DATA EXTRACT START

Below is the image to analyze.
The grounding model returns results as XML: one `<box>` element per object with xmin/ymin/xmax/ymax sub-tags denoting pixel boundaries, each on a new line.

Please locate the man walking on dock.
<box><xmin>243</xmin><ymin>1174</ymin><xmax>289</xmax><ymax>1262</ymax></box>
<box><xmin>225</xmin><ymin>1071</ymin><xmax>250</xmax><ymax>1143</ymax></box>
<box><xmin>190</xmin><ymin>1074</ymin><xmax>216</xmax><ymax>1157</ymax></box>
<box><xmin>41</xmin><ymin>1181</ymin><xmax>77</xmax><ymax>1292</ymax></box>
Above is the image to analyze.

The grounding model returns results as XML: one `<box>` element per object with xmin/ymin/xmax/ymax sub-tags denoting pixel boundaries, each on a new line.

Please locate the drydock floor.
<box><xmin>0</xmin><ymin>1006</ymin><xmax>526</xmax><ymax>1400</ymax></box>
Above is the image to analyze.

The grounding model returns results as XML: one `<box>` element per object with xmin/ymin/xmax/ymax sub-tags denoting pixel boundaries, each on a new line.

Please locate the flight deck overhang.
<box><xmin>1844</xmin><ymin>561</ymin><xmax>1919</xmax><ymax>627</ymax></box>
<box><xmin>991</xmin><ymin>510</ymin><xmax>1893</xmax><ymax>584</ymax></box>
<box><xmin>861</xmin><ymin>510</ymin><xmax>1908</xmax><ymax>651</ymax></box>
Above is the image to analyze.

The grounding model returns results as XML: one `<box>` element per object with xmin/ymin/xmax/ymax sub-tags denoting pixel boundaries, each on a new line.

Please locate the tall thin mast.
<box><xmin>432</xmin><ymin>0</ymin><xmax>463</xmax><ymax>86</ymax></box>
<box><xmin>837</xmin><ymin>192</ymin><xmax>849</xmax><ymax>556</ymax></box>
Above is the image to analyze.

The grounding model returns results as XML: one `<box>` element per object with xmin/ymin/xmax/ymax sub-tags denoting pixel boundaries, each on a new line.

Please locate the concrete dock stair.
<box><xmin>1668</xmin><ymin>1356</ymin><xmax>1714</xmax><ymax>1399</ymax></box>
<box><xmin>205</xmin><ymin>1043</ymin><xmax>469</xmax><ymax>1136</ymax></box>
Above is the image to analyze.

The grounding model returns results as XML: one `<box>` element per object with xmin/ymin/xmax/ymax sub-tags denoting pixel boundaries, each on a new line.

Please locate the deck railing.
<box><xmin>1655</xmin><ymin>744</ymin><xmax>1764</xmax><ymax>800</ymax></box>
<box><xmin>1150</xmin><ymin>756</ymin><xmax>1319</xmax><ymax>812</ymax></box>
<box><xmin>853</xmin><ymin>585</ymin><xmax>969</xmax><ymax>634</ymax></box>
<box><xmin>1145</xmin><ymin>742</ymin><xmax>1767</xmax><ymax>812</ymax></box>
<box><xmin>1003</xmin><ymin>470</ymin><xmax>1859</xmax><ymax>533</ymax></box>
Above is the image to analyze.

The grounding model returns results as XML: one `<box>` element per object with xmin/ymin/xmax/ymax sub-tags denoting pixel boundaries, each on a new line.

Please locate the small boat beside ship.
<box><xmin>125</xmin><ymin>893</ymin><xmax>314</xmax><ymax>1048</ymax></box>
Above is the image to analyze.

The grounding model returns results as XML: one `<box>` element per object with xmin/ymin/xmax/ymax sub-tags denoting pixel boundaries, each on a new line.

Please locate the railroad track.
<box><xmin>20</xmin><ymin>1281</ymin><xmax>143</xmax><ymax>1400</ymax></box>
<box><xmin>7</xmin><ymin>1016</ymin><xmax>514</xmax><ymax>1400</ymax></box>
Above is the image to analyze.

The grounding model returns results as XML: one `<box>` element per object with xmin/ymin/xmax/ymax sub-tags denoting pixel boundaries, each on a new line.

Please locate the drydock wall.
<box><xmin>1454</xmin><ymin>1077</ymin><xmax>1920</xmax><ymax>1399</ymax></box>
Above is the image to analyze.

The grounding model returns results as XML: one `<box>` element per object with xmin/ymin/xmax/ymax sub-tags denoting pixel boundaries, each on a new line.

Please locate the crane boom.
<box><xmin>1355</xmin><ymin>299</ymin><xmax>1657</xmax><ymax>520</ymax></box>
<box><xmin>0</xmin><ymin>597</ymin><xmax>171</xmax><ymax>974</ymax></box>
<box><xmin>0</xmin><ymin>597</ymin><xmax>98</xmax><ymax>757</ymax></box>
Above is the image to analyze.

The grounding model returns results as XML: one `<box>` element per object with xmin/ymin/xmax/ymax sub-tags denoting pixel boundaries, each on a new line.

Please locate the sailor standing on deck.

DATA EXTRACT END

- _WHAT THE TASK REQUIRES_:
The material above needs to be reproduced exactly as written.

- _WRITTEN RESPONSE_:
Below is the image to analyze.
The grounding model returns results as XML: one `<box>` element per object with xmin/ymin/xmax/ymax sub-tags denoting pixel boundaries, each on a new line.

Please locate the man walking on dock.
<box><xmin>243</xmin><ymin>1174</ymin><xmax>289</xmax><ymax>1262</ymax></box>
<box><xmin>225</xmin><ymin>1071</ymin><xmax>250</xmax><ymax>1143</ymax></box>
<box><xmin>190</xmin><ymin>1074</ymin><xmax>216</xmax><ymax>1157</ymax></box>
<box><xmin>41</xmin><ymin>1181</ymin><xmax>77</xmax><ymax>1292</ymax></box>
Above is the image to analyze.

The grounding model returns results as XML: one `<box>` element per object with xmin/ymin/xmax/ymax sub-tags denoting pixel boundaries, each on a new line.

Please locate the drydock floor.
<box><xmin>0</xmin><ymin>1006</ymin><xmax>526</xmax><ymax>1400</ymax></box>
Above is the image to analyze.

The grounding model returns results as XML: one `<box>` element per object with xmin/ymin/xmax/ymax sub-tags denoting pixel boundaries, each on a new line.

Please locate the flight deck overhang.
<box><xmin>1844</xmin><ymin>561</ymin><xmax>1919</xmax><ymax>627</ymax></box>
<box><xmin>991</xmin><ymin>510</ymin><xmax>1893</xmax><ymax>584</ymax></box>
<box><xmin>861</xmin><ymin>510</ymin><xmax>1908</xmax><ymax>651</ymax></box>
Above is the image to analyze.

The grounding model returns results as XML: one `<box>` element per object with xmin/ymin/xmax/ymax sub-tags denoting pixel boundaries, each on a new line.

Please locate the tall thin mast.
<box><xmin>432</xmin><ymin>0</ymin><xmax>463</xmax><ymax>86</ymax></box>
<box><xmin>837</xmin><ymin>192</ymin><xmax>849</xmax><ymax>556</ymax></box>
Above is the image to analyze.

The grounding model returns results as XML: one `<box>` element per object with xmin/ymin/xmax/ymax sub-tags denoting pixel boundaries, each on a new line.

Please locate the concrete dock stair.
<box><xmin>1668</xmin><ymin>1356</ymin><xmax>1714</xmax><ymax>1399</ymax></box>
<box><xmin>205</xmin><ymin>1043</ymin><xmax>469</xmax><ymax>1136</ymax></box>
Above is the image to analyze.

The grounding model returns results as XML: one `<box>` element per object with xmin/ymin/xmax/ymax sub-tags denoting pixel boundaries, each on a new line.

Please locate the deck railing.
<box><xmin>1655</xmin><ymin>744</ymin><xmax>1764</xmax><ymax>800</ymax></box>
<box><xmin>1150</xmin><ymin>756</ymin><xmax>1319</xmax><ymax>812</ymax></box>
<box><xmin>853</xmin><ymin>585</ymin><xmax>969</xmax><ymax>634</ymax></box>
<box><xmin>1145</xmin><ymin>742</ymin><xmax>1767</xmax><ymax>812</ymax></box>
<box><xmin>1003</xmin><ymin>470</ymin><xmax>1859</xmax><ymax>533</ymax></box>
Above is the image to analyze.

The grounding model returns results as XML: one `<box>` element per object with xmin/ymin/xmax/ymax sub-tags denoting pixel boundaries, each on a new line.

Please locate the small boat beside ship.
<box><xmin>125</xmin><ymin>893</ymin><xmax>314</xmax><ymax>1048</ymax></box>
Above is the image to analyze.

The grounding model returns results as XML: one `<box>` element per object with xmin/ymin/xmax/ymax sub-tags denoting pixel boundaries, each on a new line.

Please locate the railroad track.
<box><xmin>20</xmin><ymin>1281</ymin><xmax>143</xmax><ymax>1400</ymax></box>
<box><xmin>7</xmin><ymin>1016</ymin><xmax>514</xmax><ymax>1400</ymax></box>
Above is the image to analyze.

The grounding model returns results as XML: one `<box>` element per object with xmin/ymin/xmax/ymax sub-tags denoting pixel boundaries, each on a new line.

Please locate the drydock wall.
<box><xmin>1454</xmin><ymin>1077</ymin><xmax>1920</xmax><ymax>1399</ymax></box>
Above is the image to analyze.

The grounding model returns results as XML: one `<box>` element per object with xmin/ymin/xmax/ymax sub-tags denoting pixel boundaries, each on a new line.

Please locate the crane boom.
<box><xmin>1355</xmin><ymin>299</ymin><xmax>1657</xmax><ymax>520</ymax></box>
<box><xmin>0</xmin><ymin>597</ymin><xmax>171</xmax><ymax>974</ymax></box>
<box><xmin>0</xmin><ymin>597</ymin><xmax>98</xmax><ymax>757</ymax></box>
Above is the image to analyze.

The grounding model returns results as XML: one `<box>` element per object with xmin/ymin/xmax/ymax sub-tags denoting pixel boundaries, each on a new line.

Please locate the sailor standing on deck.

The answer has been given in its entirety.